PROBLEM 1: Reproduce the records word for word, starting at the line that contains "Place one point per instance of the burlap" and ending at the final line of the records.

DOCUMENT SECTION:
* * *

# Lolo Ferrari RIP



## Surrealist (Jun 14, 2006)

Non-europeans may not have heard of French entertainer Lolo Ferrari, famous for her Dolly Partonesque vital statistics. She died in 2000 and was something of a tragic figure. She lived in the Riviera, and her memory looked to have been preserved in, of all places, a butcher's shop in Nice where I visited last week.


----------



## SantosD50 (Jun 14, 2006)

Not really feeling this one. Snapshot-ish to me. Not a big range of tones, and doesn't seem to have much thought put behind the idea. I also find it extremely busy! Keep shooting!


----------



## mentos_007 (Jun 14, 2006)

hahahah knowing her life I find it a bit funny to see "her" surrounded by meat


----------



## Jeff Canes (Jun 14, 2006)

It&#8217;s not doing a lot for me ether; maybe a little PS could help, you could try adjusting the Levels some or maybe a B&W version


----------



## Surrealist (Jun 14, 2006)

mentos_007 said:
			
		

> hahahah knowing her life I find it a bit funny to see "her" surrounded by meat



That's what struck me when I saw it. If you know who she was, it's funny and sad too.


----------



## JohnMF (Jun 14, 2006)

yes, i think you maybe have to be familiar with who she was to get the irony of this one.

Well spotted


----------

* * *

PROBLEM 2: List every username that posts in the Lolo Ferrari thread, naming each one only once.

* * *

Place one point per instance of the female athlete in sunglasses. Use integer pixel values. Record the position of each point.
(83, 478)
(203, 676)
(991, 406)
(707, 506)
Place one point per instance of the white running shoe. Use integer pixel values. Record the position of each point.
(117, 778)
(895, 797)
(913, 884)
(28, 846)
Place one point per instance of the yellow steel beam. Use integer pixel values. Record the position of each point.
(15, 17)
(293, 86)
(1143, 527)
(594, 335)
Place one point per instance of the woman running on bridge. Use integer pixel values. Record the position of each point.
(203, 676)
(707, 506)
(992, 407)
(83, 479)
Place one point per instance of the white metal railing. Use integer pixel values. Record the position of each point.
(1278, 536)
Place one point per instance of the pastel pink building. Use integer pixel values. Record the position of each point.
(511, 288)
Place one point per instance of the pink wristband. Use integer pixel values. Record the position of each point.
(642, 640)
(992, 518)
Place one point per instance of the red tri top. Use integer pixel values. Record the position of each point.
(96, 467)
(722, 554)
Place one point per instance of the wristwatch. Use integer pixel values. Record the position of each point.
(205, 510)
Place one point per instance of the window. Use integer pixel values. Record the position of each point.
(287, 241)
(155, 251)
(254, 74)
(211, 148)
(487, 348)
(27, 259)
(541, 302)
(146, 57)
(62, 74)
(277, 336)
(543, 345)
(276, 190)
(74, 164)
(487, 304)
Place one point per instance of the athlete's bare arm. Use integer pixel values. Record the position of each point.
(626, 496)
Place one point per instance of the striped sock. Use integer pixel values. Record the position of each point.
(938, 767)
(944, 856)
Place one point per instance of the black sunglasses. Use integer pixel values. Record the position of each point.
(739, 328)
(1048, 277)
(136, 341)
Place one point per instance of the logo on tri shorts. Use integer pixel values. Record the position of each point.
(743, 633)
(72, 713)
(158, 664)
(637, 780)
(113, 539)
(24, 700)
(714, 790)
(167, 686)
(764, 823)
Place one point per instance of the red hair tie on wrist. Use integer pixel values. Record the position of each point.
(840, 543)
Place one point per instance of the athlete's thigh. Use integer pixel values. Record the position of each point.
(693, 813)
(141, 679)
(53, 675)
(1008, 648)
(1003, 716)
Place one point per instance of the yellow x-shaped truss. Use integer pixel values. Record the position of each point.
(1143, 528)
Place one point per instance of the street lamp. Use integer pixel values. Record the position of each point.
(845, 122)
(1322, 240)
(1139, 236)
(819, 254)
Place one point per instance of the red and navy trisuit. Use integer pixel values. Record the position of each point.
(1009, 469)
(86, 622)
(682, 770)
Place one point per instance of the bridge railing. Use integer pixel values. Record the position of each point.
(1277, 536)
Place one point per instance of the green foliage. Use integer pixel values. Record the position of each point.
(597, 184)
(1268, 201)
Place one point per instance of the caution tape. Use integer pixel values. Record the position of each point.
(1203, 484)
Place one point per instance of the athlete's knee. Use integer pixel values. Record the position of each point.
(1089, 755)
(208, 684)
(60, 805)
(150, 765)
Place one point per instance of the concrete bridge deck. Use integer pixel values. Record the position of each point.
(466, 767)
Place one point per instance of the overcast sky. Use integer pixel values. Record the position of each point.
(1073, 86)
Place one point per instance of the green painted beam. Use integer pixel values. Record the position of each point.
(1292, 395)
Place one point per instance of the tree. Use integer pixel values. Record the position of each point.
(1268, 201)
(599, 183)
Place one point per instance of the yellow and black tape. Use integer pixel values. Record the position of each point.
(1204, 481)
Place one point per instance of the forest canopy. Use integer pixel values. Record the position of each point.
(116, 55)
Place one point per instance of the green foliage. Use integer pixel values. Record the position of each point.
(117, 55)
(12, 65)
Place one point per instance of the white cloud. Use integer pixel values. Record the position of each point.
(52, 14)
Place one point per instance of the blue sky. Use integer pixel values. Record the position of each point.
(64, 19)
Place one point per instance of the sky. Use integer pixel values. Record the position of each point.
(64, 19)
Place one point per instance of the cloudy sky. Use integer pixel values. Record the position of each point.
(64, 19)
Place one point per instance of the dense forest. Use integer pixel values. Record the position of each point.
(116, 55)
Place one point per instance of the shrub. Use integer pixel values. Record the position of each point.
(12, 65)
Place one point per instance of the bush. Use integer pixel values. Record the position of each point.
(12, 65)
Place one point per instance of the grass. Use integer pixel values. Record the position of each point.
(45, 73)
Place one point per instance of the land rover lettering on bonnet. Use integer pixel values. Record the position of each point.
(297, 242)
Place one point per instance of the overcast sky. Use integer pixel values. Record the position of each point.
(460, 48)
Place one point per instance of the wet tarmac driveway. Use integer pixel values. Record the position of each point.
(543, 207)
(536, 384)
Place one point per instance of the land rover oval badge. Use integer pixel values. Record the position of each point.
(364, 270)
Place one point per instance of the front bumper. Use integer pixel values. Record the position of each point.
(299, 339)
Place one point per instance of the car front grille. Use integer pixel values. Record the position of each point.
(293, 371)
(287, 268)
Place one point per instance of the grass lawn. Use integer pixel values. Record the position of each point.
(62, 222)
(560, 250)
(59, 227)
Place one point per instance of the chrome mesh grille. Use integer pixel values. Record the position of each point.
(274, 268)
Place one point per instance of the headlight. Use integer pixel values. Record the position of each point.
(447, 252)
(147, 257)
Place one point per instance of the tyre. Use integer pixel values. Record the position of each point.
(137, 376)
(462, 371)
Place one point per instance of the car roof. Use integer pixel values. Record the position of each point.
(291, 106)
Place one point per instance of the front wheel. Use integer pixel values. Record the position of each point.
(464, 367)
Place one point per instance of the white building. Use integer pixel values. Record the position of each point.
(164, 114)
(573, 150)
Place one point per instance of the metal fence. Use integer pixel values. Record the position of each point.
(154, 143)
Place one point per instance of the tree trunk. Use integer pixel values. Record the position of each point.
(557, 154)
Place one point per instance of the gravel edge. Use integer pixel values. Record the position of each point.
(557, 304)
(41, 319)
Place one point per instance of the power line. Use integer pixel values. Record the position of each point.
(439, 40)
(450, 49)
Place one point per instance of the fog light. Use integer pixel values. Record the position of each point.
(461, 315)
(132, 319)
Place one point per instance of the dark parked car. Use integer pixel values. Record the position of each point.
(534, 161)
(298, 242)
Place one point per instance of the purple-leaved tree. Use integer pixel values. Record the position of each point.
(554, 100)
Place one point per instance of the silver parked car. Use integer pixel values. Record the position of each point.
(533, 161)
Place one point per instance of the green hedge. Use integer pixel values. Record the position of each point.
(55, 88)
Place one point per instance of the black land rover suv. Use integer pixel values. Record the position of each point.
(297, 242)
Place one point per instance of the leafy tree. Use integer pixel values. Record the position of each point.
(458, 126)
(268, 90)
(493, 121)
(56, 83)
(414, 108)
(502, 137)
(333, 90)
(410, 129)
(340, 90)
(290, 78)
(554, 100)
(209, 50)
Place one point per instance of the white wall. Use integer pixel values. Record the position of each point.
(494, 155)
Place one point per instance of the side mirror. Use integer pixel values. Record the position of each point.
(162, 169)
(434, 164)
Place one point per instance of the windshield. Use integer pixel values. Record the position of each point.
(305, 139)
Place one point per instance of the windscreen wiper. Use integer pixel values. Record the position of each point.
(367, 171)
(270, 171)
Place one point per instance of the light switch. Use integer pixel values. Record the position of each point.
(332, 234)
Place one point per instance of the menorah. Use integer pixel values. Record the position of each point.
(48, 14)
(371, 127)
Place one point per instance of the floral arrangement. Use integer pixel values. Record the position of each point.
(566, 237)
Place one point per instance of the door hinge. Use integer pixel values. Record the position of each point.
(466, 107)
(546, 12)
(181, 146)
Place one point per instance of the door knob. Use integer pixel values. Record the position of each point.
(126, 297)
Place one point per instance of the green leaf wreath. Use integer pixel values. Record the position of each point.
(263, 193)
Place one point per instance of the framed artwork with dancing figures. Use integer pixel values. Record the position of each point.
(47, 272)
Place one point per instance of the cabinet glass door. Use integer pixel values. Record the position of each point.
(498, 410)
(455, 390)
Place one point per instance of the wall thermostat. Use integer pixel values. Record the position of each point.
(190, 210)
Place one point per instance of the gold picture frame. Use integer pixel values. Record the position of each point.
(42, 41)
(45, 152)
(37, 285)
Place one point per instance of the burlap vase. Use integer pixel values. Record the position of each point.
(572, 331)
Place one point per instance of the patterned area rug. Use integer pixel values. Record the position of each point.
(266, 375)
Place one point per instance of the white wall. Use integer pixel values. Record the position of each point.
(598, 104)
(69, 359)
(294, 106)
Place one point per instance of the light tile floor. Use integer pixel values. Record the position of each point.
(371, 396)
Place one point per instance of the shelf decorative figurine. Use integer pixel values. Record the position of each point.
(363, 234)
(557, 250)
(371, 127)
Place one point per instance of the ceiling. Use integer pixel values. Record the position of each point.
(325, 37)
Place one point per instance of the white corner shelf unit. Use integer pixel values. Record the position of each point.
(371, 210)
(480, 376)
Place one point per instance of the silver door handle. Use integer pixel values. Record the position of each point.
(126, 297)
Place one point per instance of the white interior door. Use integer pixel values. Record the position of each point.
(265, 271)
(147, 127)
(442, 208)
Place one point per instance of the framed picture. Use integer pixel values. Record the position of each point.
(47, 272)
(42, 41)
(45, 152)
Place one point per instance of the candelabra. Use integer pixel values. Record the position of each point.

* * *

WRITTEN REPLY 1:
Place one point per instance of the burlap vase. Use integer pixel values. Record the position of each point.
(572, 331)
Place one point per instance of the patterned area rug. Use integer pixel values. Record the position of each point.
(266, 375)
Place one point per instance of the white wall. Use integer pixel values. Record the position of each point.
(598, 104)
(69, 359)
(294, 106)
Place one point per instance of the light tile floor. Use integer pixel values. Record the position of each point.
(371, 396)
Place one point per instance of the shelf decorative figurine. Use integer pixel values. Record the position of each point.
(363, 234)
(557, 250)
(371, 127)
Place one point per instance of the ceiling. Use integer pixel values. Record the position of each point.
(325, 37)
Place one point per instance of the white corner shelf unit. Use integer pixel values. Record the position of each point.
(371, 210)
(480, 376)
Place one point per instance of the silver door handle. Use integer pixel values. Record the position of each point.
(126, 297)
Place one point per instance of the white interior door. Use integer pixel values. Record the position of each point.
(265, 271)
(147, 127)
(442, 208)
Place one point per instance of the framed picture. Use integer pixel values. Record the position of each point.
(47, 272)
(42, 41)
(45, 152)
Place one point per instance of the candelabra. Use integer pixel values. Record the position of each point.

WRITTEN REPLY 2:
Surrealist
SantosD50
mentos_007
Jeff Canes
JohnMF